Work to do - Please list each line in the listing below that contains the string "panel". Case matters.

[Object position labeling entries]
---------------
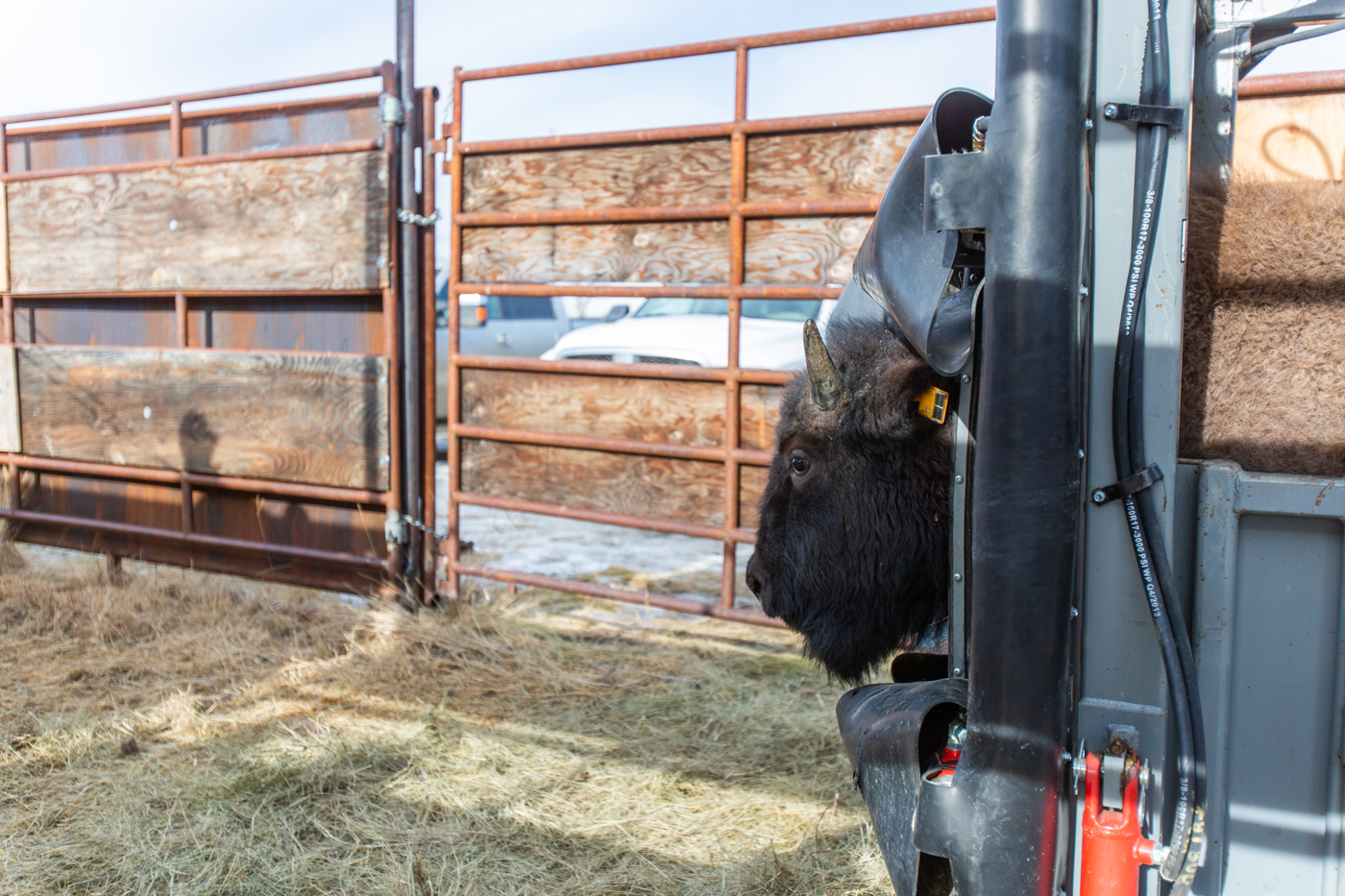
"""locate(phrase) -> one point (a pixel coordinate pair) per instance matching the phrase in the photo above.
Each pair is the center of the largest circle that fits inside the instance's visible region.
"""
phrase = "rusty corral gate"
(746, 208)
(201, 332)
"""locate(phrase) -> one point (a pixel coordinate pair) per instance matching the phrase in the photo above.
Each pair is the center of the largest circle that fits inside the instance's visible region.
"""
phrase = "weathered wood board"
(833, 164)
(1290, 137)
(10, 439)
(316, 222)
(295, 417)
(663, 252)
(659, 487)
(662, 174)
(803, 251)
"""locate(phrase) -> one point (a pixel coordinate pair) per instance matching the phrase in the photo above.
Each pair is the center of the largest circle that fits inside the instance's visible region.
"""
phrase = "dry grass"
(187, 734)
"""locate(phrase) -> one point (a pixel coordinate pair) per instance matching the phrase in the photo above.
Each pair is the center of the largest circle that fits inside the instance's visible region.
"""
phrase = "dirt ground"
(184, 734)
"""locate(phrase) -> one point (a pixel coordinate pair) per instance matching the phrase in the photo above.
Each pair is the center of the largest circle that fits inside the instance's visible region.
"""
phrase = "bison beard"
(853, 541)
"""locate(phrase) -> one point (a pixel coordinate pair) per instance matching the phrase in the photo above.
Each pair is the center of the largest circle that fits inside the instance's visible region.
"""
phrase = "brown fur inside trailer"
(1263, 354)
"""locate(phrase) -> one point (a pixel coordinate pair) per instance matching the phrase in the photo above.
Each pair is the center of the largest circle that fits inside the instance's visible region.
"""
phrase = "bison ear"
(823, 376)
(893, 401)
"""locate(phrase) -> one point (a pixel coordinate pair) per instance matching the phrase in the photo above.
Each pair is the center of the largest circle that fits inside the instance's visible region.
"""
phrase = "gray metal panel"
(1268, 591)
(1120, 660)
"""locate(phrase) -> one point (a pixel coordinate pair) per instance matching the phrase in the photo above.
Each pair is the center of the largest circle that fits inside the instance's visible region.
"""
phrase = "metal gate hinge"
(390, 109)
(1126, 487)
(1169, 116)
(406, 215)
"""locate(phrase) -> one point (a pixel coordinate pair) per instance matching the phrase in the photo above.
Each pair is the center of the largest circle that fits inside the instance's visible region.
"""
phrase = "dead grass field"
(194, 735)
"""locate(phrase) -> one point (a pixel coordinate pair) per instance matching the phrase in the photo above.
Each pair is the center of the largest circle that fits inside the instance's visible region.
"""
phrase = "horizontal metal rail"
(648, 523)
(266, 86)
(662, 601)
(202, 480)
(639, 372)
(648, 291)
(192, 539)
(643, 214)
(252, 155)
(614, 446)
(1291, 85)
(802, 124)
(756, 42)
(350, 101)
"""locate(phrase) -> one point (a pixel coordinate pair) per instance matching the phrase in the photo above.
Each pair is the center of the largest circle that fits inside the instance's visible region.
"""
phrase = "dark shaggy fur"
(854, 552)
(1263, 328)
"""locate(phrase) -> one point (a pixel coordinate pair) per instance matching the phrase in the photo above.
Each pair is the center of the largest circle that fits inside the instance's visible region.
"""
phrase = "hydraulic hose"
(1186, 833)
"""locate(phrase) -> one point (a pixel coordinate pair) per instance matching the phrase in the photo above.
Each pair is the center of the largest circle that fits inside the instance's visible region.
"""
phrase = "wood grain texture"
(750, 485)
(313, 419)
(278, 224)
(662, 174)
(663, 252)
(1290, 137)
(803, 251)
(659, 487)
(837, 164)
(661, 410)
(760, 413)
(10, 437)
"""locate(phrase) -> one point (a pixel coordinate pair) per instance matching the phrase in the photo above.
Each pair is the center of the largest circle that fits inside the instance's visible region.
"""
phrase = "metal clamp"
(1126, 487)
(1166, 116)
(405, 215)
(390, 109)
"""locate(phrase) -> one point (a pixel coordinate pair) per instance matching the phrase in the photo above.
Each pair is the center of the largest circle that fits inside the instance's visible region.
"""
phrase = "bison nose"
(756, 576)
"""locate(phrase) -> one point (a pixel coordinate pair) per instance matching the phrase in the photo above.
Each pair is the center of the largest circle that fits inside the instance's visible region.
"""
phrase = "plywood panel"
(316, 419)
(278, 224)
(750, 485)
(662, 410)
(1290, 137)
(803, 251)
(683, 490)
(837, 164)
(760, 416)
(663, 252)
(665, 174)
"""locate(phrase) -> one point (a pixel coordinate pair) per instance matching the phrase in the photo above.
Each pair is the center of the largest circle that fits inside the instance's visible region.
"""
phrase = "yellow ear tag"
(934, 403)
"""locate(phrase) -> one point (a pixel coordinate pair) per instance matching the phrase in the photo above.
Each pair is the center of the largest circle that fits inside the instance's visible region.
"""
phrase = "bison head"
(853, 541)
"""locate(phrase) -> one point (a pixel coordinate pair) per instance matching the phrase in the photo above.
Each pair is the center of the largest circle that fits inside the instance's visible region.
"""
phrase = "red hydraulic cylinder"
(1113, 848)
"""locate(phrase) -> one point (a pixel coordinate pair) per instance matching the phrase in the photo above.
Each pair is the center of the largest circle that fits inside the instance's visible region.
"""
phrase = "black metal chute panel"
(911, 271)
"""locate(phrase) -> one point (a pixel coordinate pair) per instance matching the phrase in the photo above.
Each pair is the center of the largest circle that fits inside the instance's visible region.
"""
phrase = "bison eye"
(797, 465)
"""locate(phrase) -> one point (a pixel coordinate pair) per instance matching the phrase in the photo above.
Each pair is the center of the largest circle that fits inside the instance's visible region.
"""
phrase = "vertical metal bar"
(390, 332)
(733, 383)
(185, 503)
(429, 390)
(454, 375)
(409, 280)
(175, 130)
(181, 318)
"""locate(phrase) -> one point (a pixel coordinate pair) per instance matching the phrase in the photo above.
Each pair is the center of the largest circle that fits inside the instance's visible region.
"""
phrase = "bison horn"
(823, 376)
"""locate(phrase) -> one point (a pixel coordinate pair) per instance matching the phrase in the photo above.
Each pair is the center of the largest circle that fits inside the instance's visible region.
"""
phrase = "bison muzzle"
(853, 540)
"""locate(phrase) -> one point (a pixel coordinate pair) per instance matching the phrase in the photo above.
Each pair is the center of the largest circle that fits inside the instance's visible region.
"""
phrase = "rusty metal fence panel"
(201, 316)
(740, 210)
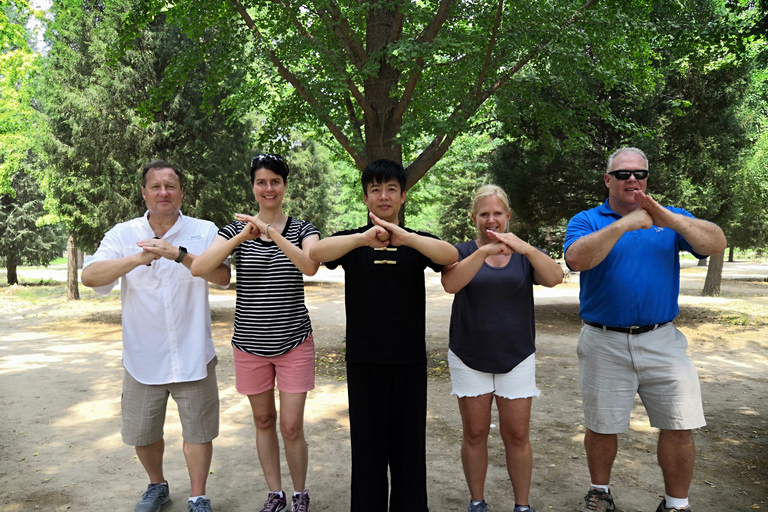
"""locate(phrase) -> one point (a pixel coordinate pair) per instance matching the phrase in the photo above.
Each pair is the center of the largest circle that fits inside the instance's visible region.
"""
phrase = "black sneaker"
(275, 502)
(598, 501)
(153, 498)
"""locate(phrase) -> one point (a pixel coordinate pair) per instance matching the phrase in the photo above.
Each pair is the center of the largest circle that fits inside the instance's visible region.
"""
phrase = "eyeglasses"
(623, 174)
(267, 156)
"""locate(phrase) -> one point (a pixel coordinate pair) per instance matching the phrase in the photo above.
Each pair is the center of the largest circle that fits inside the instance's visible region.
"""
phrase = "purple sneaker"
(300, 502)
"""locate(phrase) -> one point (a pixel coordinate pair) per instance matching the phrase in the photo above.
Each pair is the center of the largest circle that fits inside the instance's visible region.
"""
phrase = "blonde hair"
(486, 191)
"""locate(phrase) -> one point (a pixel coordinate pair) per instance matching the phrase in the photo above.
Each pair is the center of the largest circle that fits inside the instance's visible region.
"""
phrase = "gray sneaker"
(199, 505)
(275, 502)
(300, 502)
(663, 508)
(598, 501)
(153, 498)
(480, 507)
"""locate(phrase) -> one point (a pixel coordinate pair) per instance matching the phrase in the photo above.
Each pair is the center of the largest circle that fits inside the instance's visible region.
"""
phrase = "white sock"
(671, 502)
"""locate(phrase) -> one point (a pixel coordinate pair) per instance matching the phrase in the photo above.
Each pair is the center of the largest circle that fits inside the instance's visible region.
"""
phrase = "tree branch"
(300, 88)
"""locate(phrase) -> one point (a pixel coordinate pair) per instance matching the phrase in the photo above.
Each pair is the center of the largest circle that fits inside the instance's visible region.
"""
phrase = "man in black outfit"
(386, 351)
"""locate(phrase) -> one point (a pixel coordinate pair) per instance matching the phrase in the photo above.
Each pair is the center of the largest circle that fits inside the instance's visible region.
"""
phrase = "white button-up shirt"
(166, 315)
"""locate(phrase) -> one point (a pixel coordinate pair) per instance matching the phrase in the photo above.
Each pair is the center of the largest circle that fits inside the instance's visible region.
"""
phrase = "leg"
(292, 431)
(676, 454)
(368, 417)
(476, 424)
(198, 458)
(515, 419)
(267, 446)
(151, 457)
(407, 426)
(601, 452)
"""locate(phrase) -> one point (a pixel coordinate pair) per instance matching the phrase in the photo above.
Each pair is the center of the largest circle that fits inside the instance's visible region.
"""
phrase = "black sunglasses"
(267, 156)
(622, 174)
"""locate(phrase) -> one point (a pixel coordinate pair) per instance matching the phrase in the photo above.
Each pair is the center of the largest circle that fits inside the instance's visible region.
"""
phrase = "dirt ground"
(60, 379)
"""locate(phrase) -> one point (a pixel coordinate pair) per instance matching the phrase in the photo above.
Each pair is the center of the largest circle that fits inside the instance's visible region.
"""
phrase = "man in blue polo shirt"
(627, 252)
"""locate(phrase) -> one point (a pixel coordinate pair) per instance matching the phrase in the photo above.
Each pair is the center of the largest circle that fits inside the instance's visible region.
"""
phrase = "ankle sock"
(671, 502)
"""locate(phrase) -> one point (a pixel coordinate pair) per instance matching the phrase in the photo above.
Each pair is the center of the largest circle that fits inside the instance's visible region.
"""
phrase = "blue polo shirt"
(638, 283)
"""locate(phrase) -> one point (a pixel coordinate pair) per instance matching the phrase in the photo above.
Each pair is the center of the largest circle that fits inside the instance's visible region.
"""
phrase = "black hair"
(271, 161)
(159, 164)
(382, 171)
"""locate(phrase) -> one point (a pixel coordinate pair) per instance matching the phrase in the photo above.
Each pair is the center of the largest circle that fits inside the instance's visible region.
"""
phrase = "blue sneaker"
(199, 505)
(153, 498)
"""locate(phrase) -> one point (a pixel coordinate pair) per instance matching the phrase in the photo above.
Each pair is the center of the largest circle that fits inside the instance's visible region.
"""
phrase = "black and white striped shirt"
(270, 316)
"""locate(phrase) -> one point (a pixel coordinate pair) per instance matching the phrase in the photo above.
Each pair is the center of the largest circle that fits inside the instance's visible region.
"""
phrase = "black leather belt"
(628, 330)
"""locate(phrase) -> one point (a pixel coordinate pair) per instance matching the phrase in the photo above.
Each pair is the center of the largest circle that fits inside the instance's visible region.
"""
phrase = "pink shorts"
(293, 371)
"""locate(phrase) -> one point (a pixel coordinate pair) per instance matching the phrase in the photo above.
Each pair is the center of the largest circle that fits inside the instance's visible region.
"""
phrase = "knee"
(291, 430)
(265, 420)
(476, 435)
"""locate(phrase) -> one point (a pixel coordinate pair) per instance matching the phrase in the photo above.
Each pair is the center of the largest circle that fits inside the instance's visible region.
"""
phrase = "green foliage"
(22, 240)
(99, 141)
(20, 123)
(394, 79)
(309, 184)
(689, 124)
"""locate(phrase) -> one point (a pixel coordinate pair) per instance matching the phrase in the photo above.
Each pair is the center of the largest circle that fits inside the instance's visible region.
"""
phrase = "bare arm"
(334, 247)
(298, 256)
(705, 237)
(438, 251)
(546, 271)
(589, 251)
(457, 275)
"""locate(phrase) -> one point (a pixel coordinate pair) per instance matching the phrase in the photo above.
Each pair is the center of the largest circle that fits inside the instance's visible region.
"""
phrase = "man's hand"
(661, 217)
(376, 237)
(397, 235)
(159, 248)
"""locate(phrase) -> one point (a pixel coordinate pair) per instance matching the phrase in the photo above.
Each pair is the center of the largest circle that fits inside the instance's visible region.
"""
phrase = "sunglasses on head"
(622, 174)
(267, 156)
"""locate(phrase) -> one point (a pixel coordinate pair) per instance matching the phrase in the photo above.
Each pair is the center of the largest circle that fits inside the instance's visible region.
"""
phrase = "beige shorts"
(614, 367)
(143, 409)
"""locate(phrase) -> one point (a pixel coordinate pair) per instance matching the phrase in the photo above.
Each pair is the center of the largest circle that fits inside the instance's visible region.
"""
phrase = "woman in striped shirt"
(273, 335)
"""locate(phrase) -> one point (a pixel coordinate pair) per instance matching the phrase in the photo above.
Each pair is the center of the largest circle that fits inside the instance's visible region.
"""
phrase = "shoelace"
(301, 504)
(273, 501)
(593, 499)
---------------
The completed task -
phrase = "gray metal panel"
phrase = "plywood panel"
phrase = "black metal chute panel"
phrase = "rusty metal fence panel"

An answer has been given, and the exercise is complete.